◆ **Your assignment**:
Below are the records; copy exactly the stretch from the line containing "Target: white cloud" through the line containing "x=962, y=193", both ends included, and nothing else.

◆ **Provided material**:
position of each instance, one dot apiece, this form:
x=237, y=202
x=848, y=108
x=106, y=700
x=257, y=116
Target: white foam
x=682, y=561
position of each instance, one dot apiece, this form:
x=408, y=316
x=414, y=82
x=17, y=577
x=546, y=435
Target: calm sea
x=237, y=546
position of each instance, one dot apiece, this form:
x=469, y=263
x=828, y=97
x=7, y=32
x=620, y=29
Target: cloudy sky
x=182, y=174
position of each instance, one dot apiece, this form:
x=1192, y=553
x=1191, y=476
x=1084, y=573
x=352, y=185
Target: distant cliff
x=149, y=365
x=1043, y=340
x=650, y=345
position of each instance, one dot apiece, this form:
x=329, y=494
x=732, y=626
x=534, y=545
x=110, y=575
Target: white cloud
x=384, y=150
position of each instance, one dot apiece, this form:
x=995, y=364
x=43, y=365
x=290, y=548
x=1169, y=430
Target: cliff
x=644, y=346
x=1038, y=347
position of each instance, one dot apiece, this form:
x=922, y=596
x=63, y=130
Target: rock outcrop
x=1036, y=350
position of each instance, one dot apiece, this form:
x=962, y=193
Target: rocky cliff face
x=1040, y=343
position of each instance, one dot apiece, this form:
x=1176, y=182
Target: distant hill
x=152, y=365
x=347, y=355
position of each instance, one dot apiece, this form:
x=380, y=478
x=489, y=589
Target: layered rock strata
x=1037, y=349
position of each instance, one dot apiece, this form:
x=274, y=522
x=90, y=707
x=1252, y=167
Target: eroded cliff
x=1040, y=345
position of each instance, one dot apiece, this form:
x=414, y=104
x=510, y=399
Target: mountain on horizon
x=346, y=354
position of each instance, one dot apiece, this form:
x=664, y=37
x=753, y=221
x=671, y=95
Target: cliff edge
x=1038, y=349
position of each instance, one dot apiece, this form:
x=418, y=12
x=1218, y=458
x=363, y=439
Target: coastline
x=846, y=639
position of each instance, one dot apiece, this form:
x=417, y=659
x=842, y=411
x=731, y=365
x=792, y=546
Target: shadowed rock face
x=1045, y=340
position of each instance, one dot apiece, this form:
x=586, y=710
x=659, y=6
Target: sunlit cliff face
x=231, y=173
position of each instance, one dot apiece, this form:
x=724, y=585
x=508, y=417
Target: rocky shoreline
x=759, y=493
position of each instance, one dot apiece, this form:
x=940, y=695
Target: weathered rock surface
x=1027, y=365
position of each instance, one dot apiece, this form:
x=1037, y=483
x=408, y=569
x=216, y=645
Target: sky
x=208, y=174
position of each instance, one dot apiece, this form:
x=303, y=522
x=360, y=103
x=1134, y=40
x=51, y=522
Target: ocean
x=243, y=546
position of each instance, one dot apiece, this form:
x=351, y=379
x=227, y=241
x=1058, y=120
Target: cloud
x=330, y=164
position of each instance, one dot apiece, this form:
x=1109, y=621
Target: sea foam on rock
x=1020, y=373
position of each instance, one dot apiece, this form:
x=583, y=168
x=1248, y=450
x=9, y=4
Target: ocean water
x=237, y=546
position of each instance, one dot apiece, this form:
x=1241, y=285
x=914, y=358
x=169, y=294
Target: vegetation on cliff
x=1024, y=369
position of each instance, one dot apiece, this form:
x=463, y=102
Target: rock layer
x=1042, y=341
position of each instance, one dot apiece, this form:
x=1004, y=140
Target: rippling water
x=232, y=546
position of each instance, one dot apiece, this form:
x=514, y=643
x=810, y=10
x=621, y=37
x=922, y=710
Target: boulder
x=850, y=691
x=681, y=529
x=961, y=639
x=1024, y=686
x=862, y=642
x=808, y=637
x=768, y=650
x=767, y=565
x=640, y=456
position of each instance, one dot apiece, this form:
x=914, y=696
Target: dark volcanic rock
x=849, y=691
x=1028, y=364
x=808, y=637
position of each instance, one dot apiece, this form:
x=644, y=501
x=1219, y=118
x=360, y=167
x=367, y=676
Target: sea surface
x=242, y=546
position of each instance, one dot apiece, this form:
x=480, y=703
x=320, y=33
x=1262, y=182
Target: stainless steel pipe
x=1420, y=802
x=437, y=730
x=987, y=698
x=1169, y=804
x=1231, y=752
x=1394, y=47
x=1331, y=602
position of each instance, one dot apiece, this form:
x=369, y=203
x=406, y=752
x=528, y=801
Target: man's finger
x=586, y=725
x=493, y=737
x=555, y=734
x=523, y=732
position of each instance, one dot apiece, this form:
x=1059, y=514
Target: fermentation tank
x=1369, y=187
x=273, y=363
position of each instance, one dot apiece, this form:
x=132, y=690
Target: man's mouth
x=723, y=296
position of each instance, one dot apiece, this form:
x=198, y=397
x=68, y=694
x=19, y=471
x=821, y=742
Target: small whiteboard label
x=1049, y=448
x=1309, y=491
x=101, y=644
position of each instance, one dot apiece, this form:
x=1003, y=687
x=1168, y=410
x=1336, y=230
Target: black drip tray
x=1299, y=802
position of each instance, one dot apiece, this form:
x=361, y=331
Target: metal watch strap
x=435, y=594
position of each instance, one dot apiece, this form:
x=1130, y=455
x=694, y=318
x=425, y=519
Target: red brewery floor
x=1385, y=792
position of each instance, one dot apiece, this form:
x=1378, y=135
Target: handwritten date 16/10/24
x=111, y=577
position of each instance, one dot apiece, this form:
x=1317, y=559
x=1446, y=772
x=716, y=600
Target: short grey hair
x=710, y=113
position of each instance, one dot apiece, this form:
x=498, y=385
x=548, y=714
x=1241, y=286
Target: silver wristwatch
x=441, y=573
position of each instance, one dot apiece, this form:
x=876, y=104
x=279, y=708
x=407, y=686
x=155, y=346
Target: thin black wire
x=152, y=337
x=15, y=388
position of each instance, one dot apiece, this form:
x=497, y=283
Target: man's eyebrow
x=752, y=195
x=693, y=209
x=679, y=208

◆ **Output of the exercise**:
Target: white cloud
x=384, y=150
position of each instance, one dot apiece, this form:
x=995, y=364
x=43, y=365
x=290, y=548
x=1169, y=430
Target: cliff
x=644, y=346
x=1038, y=347
position of each instance, one dot apiece, this form:
x=922, y=596
x=63, y=130
Target: rock outcrop
x=1036, y=350
position of each instance, one dot apiece, this form:
x=962, y=193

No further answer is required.